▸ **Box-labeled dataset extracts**
-- Begin --
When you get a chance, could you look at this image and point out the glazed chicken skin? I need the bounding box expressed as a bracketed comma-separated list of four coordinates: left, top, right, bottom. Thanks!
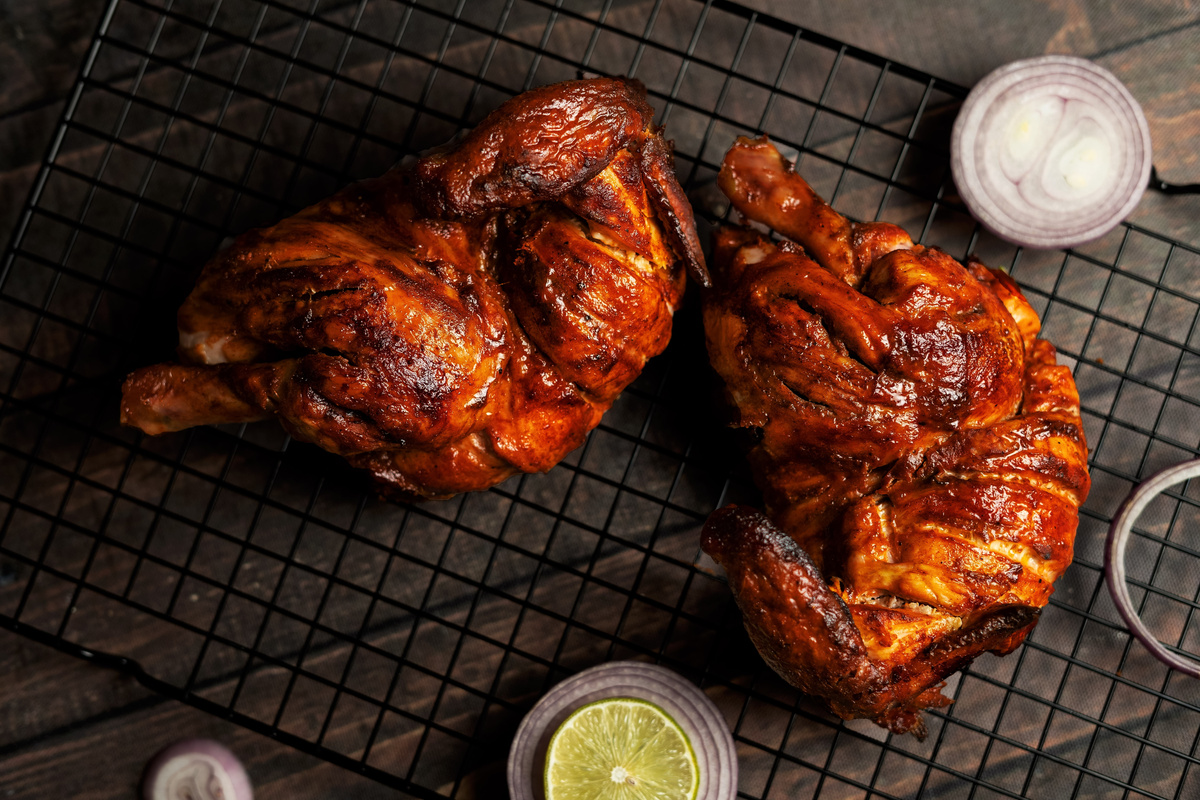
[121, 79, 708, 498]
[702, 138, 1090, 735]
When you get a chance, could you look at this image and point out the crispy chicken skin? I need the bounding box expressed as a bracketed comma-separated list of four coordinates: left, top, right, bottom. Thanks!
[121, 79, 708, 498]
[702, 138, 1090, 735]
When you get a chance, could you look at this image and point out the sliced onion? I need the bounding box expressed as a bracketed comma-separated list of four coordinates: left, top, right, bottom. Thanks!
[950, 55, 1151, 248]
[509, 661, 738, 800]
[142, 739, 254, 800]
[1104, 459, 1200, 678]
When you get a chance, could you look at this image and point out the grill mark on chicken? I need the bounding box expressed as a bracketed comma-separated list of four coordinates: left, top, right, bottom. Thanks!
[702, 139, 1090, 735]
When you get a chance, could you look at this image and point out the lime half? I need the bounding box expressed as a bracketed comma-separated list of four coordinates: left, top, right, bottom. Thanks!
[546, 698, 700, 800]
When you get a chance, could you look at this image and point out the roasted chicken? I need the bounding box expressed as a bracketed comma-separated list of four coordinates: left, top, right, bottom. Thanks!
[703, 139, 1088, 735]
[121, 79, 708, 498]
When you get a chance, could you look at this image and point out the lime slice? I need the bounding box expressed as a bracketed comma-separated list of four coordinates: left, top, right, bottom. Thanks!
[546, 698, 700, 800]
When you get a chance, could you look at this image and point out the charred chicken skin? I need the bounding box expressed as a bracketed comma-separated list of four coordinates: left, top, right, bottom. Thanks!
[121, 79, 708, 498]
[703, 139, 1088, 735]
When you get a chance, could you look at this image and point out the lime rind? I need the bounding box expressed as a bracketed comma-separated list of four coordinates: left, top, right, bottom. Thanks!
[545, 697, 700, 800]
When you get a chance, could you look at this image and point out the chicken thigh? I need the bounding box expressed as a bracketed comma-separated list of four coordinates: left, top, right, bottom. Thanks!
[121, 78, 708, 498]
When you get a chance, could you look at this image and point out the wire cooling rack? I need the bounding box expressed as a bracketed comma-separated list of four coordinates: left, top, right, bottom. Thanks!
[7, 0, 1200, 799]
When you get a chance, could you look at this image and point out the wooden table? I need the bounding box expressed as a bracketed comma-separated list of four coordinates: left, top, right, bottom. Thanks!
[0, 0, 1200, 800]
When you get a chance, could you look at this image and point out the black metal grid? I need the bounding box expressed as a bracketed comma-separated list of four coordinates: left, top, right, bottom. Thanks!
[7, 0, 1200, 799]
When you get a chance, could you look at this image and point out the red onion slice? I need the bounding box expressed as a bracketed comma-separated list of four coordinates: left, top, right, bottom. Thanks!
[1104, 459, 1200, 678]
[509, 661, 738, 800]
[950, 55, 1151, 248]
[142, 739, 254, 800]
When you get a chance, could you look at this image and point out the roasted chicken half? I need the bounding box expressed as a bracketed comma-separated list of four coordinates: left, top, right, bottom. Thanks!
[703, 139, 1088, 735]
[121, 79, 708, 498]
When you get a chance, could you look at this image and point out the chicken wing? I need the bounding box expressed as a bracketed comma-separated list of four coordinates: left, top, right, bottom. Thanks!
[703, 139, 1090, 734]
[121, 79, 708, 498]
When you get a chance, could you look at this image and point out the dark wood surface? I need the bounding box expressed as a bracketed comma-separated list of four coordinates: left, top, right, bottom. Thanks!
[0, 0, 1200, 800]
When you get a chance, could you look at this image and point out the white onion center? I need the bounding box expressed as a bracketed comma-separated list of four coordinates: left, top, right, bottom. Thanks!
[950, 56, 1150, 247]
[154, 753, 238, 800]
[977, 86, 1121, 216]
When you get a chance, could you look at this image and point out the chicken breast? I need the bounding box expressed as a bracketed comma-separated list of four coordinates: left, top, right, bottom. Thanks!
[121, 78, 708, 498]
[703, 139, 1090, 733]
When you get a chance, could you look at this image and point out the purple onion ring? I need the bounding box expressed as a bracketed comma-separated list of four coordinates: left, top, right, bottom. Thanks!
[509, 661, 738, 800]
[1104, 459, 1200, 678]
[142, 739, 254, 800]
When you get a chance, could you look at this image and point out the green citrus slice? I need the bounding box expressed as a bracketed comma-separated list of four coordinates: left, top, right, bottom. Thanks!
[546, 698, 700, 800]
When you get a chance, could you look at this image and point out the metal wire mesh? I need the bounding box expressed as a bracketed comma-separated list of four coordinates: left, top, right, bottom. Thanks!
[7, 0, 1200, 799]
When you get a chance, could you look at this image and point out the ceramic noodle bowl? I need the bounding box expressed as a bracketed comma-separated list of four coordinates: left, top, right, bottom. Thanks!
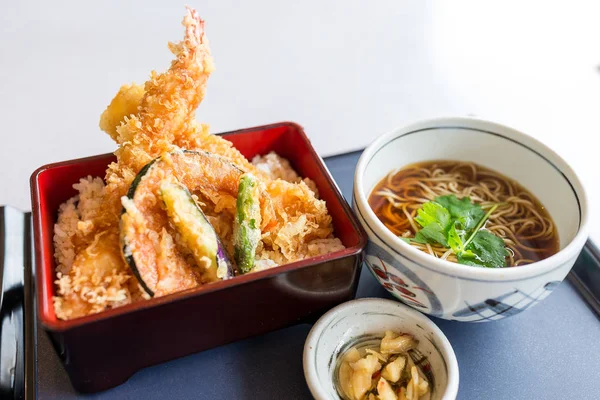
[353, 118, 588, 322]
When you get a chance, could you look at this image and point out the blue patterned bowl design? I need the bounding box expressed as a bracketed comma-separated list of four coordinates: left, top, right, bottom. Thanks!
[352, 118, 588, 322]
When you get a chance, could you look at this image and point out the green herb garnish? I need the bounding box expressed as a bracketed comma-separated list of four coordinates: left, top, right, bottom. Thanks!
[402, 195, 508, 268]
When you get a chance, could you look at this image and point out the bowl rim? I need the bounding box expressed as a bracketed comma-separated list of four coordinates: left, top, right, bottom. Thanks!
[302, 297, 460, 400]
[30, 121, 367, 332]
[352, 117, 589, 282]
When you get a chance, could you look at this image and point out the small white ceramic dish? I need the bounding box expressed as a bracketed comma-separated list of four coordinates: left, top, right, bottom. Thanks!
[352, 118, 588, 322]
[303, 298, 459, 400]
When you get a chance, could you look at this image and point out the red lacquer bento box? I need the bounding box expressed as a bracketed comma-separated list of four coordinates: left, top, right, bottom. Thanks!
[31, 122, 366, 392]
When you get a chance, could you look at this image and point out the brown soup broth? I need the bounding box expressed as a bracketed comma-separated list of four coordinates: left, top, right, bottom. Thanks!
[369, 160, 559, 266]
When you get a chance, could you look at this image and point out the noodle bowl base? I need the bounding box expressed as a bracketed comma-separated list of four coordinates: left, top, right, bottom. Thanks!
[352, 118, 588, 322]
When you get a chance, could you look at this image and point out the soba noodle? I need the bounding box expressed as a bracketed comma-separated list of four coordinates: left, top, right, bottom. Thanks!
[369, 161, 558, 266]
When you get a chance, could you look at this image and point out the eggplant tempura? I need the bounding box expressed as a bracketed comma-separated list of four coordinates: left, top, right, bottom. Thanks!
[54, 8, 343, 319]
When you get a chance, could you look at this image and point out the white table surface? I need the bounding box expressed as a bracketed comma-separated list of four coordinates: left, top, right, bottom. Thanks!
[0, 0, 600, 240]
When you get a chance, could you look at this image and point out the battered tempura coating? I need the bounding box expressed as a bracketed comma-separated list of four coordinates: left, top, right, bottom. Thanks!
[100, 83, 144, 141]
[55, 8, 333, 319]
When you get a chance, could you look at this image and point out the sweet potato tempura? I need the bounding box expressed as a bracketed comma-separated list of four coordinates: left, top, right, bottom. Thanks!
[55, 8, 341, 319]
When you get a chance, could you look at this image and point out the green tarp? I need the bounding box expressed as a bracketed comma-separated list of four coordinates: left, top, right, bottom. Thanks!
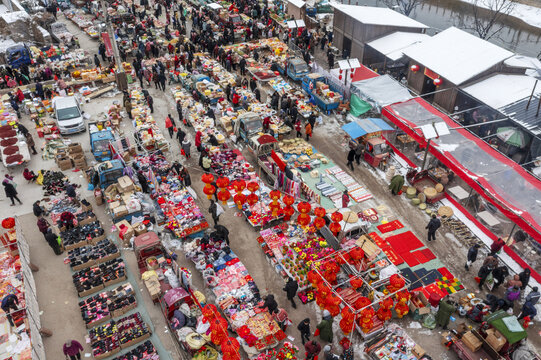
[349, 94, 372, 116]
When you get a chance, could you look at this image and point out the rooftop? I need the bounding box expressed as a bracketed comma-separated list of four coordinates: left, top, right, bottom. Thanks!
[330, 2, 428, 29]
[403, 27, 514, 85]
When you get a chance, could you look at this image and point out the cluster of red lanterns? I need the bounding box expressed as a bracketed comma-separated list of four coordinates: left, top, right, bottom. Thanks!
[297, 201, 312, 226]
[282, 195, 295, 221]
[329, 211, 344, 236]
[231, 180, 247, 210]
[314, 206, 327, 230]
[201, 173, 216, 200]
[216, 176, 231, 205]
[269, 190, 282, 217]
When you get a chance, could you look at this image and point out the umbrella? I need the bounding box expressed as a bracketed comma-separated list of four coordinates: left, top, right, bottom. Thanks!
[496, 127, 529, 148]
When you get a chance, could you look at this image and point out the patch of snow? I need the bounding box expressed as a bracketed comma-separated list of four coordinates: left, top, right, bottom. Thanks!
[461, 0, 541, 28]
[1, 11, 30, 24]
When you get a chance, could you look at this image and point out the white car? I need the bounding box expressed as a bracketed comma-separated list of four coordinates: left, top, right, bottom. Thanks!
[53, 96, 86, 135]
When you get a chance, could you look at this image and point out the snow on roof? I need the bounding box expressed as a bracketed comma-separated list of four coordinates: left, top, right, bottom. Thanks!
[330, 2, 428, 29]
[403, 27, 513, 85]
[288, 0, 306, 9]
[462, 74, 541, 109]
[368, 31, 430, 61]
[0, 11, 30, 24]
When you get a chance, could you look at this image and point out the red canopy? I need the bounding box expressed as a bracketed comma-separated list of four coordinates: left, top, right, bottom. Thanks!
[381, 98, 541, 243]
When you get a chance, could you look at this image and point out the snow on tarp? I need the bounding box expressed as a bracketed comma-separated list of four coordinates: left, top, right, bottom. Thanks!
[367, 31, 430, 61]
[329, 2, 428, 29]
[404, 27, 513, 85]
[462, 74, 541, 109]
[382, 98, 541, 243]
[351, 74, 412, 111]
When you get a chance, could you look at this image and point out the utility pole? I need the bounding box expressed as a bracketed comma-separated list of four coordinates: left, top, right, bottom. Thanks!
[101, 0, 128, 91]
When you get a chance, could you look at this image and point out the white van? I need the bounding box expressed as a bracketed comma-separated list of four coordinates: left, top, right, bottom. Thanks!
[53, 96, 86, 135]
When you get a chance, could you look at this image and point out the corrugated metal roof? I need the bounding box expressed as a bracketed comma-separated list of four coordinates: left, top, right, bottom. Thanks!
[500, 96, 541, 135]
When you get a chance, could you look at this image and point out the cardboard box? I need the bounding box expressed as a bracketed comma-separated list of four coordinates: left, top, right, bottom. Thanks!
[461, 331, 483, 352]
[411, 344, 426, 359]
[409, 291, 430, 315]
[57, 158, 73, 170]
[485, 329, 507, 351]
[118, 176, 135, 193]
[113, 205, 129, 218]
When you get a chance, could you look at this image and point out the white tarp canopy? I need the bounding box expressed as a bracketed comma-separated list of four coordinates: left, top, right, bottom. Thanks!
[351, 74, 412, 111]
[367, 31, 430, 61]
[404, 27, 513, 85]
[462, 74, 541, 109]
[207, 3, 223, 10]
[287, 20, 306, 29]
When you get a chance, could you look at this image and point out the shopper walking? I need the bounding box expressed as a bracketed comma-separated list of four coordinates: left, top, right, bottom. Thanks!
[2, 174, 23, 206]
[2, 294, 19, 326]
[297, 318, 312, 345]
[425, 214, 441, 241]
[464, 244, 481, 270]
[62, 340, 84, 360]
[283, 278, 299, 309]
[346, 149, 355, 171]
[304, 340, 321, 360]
-- End --
▸ **Set problem**
Copy out, unchanged, the part of the listing that opens with the line containing "out the cardboard" and closes with the line containing "[113, 205, 129, 218]", including both of those lines.

▸ **Answer in full**
When you get a chance, could you look at this image and point out the cardboard box? I need the bounding box expressed as a bracketed comma-separated list of four coordinates: left, top, right, bottom. Thanks!
[461, 331, 483, 352]
[411, 344, 426, 359]
[409, 291, 430, 315]
[57, 158, 73, 170]
[485, 329, 507, 351]
[118, 176, 135, 193]
[113, 205, 129, 218]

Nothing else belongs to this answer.